Written exercise: Give every line back verbatim, dropping all images.

Point annotations for photos
== == ==

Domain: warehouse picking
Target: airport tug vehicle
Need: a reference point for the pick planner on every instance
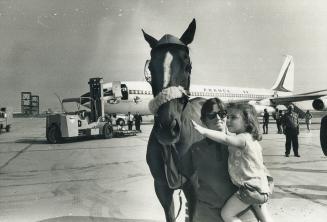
(81, 123)
(6, 116)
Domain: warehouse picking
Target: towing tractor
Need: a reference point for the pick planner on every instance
(81, 122)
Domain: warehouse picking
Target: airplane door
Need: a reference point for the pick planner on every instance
(116, 89)
(124, 92)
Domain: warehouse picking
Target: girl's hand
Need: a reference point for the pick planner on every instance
(199, 128)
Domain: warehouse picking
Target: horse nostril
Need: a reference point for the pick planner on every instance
(174, 127)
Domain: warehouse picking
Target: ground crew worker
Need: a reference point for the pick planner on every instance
(130, 121)
(290, 123)
(138, 120)
(265, 121)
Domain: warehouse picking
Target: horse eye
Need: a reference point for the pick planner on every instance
(188, 68)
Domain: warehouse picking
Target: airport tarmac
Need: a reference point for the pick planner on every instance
(109, 181)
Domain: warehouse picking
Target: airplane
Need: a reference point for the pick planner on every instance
(134, 96)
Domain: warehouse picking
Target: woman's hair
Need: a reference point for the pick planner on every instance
(250, 118)
(207, 107)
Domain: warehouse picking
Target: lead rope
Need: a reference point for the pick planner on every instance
(180, 190)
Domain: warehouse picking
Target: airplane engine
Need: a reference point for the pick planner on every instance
(264, 102)
(320, 104)
(260, 108)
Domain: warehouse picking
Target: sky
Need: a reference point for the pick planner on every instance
(55, 46)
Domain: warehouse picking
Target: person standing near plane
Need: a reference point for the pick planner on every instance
(279, 116)
(265, 121)
(290, 122)
(138, 120)
(130, 121)
(308, 117)
(323, 134)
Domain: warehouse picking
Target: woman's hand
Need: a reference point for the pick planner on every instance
(199, 128)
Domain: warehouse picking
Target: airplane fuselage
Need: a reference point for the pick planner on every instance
(137, 94)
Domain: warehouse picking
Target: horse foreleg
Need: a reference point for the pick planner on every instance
(165, 196)
(190, 195)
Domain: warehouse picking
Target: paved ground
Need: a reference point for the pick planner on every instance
(108, 180)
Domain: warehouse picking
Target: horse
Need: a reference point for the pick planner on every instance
(172, 135)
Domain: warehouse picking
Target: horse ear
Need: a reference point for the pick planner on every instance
(188, 35)
(152, 41)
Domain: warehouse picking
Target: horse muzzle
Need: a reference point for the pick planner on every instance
(168, 134)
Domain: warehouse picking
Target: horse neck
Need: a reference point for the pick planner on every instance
(188, 134)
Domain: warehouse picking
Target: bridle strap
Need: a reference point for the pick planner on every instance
(166, 95)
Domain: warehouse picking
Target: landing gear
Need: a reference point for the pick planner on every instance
(107, 131)
(54, 135)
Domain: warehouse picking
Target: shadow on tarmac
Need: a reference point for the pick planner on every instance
(92, 219)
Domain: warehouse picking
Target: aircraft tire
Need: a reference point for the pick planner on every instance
(120, 122)
(323, 134)
(107, 131)
(54, 135)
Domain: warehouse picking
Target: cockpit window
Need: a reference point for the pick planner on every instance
(124, 92)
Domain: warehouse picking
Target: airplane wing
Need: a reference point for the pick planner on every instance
(295, 98)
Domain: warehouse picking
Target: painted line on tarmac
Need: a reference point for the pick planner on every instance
(14, 157)
(302, 196)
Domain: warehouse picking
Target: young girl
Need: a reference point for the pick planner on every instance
(245, 162)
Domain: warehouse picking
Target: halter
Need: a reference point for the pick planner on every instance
(169, 93)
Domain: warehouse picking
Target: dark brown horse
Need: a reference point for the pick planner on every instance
(173, 134)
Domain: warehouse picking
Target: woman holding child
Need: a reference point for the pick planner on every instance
(245, 163)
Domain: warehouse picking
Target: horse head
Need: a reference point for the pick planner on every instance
(170, 68)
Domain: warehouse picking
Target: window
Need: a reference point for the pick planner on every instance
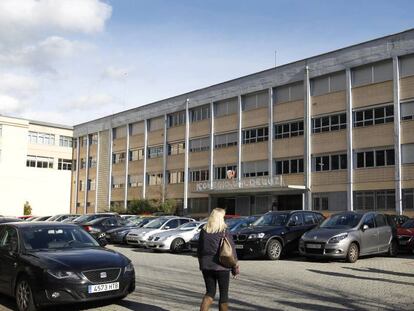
(156, 124)
(41, 138)
(175, 177)
(375, 158)
(176, 119)
(64, 164)
(289, 166)
(65, 141)
(91, 186)
(373, 73)
(330, 123)
(136, 154)
(200, 113)
(118, 182)
(255, 135)
(289, 92)
(118, 157)
(372, 116)
(176, 148)
(407, 111)
(39, 162)
(135, 181)
(155, 152)
(199, 175)
(226, 107)
(256, 168)
(330, 162)
(225, 172)
(226, 140)
(200, 144)
(327, 84)
(286, 130)
(154, 179)
(256, 100)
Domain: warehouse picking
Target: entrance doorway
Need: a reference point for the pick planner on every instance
(229, 204)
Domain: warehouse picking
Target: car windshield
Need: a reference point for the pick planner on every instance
(408, 224)
(342, 221)
(271, 219)
(156, 223)
(50, 238)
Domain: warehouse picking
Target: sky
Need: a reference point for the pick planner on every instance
(73, 61)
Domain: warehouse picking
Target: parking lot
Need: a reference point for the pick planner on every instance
(173, 282)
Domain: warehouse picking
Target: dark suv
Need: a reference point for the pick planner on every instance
(274, 233)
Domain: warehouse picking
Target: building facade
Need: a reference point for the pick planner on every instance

== == ==

Solution to the exercise:
Domain: warehouse picking
Target: airport tug vehicle
Need: a reference point for the pick planner on every instance
(81, 123)
(6, 116)
Domain: warehouse picking
Target: towing tractor
Need: a reference point for the pick planner on every instance
(81, 122)
Domain: warehouse picking
Target: airplane door
Need: a reference point for the pick planner on every instance
(116, 89)
(124, 92)
Domain: warehouse picking
Target: girl's hand
Need: a reference point for the pick planner on every instance
(199, 128)
Domain: warehouse picking
Target: horse nostril
Need: a reference point for the pick planner on every instance
(174, 127)
Domain: warehouse picking
Target: ground crew worker
Need: a reference point for the pick planner on every instance
(130, 121)
(290, 123)
(138, 120)
(265, 121)
Domain: warehouse picking
Target: horse eye
Need: a reference point for the pick planner on every instance
(188, 68)
Domain: warehouse picking
Target: airport tarmac
Need: a reference point for the pick planner on every instance
(109, 181)
Domain: warehouse picking
Target: airplane
Need: a reference point for the pick planner on every instance
(134, 96)
Domain: warehouse picking
Target: woman's hair
Need: a reference point for the pick planner on every instance
(250, 118)
(207, 107)
Domain: warehouse picking
Target: lead rope
Need: a reference point for the pick planner on every instance
(180, 190)
Domain: warehouse picking
Target: airplane engine
Need: a reference point for the pick planner on every instance
(264, 102)
(320, 104)
(260, 108)
Domain: warehouse picking
Target: sky
Need: a reference point for the pick planner on every instance
(55, 46)
Domain: warehouse picking
Target: person standing near plane
Need: a reference point for the pick planner on every instance
(279, 116)
(265, 121)
(290, 122)
(138, 120)
(130, 121)
(308, 117)
(323, 134)
Domain: warehouse picking
Target: woman's hand
Need: a reference point for the pick planner on every instance
(199, 128)
Domain: warehouse picking
Target: airplane fuselage
Need: a reference point for the pick planner on every instance
(137, 94)
Domain: warehouse picking
Target: horse foreleg
Need: a reference point for the pick planner on every instance
(165, 196)
(190, 195)
Domain: warehouse picking
Target: paved ground
Need: a reference point for the pick planner on every instance
(108, 180)
Domain: warehouse picking
Target: horse
Need: a reference point for the pick planner on every instance
(172, 135)
Domain: warehouse picking
Target: horse ear
Need: a reference point for the pick planner on every instance
(188, 35)
(152, 41)
Domain: warehouse picking
Target: horse muzzle
Need: a reference point for the pick planner on every instance
(168, 134)
Domain: warehouse picking
Target: horse neck
Need: a reference point for the pick planner on every instance
(188, 134)
Domain: warehouse picking
Target: bridle strap
Need: a reference point for the pick planner on every instance
(166, 95)
Domain: warehouse picking
Target: landing gear
Need: a reference point for the pick planner on every instance
(107, 131)
(54, 135)
Domain: warehouse picking
Target: shadow on tarmac
Need: a reference point for the pick planner on every instance
(92, 219)
Domain: warehouse picking
Target: aircraft tire
Need: a reference point for the pick planner on every instance
(120, 122)
(323, 134)
(107, 131)
(54, 135)
Domain: warehouse picking
Target: cockpit window
Need: a reference point for the pick planner on every instance
(124, 92)
Domain: warehouse picking
Target: airplane wing
Need: a reference point for the pick planner on every instance
(295, 98)
Domain: warehouse picking
Target: painted line on tarmac
Need: a reference point for the pick planner on every instance
(14, 157)
(302, 196)
Domain: warehouse picking
Target: young girl
Need: a reference point for the pick planner on every instance
(245, 162)
Domain: warehouse picking
Target: halter
Need: a reference point for the pick planner on every instance
(169, 93)
Domain: warehouse picking
Target: dark brown horse
Need: a reference point for the pick planner on every instance
(173, 134)
Domain: warehouse picking
Target: woman holding child
Need: a reference point for the pick planner on every instance
(245, 163)
Domain: warehouse picking
Target: horse head
Need: a reference point for the pick planner on every instance
(170, 68)
Domain: warehouse picking
Target: window
Need: a reference point for the pick planner on every instance
(156, 124)
(41, 138)
(175, 177)
(375, 158)
(176, 119)
(64, 164)
(289, 166)
(65, 141)
(91, 186)
(373, 73)
(330, 123)
(136, 154)
(200, 113)
(118, 182)
(255, 135)
(289, 92)
(118, 157)
(372, 116)
(176, 148)
(407, 111)
(39, 162)
(135, 181)
(155, 152)
(199, 175)
(226, 107)
(256, 168)
(330, 162)
(225, 172)
(226, 140)
(200, 144)
(327, 84)
(286, 130)
(154, 179)
(256, 100)
Domain: warehouse picking
Target: entrance doorway
Need: a reference point for the pick planner on every instance
(229, 204)
Domain: warehouse picking
Target: car windshield
Need: a reference point for the pick planner on every instance
(408, 224)
(342, 221)
(271, 219)
(156, 223)
(50, 238)
Domain: warehouse picking
Target: sky
Need: a reference point for the pick planner on every instance
(73, 61)
Domain: warehouse picking
Target: parking lot
Need: a reference point for the pick planner on every instance
(173, 282)
Domain: warehouse picking
Target: dark suv
Need: a reference point for the pick planner on every instance
(274, 233)
Domain: warehouse picking
Target: building facade
Need: a reference point for the pick planner on every instance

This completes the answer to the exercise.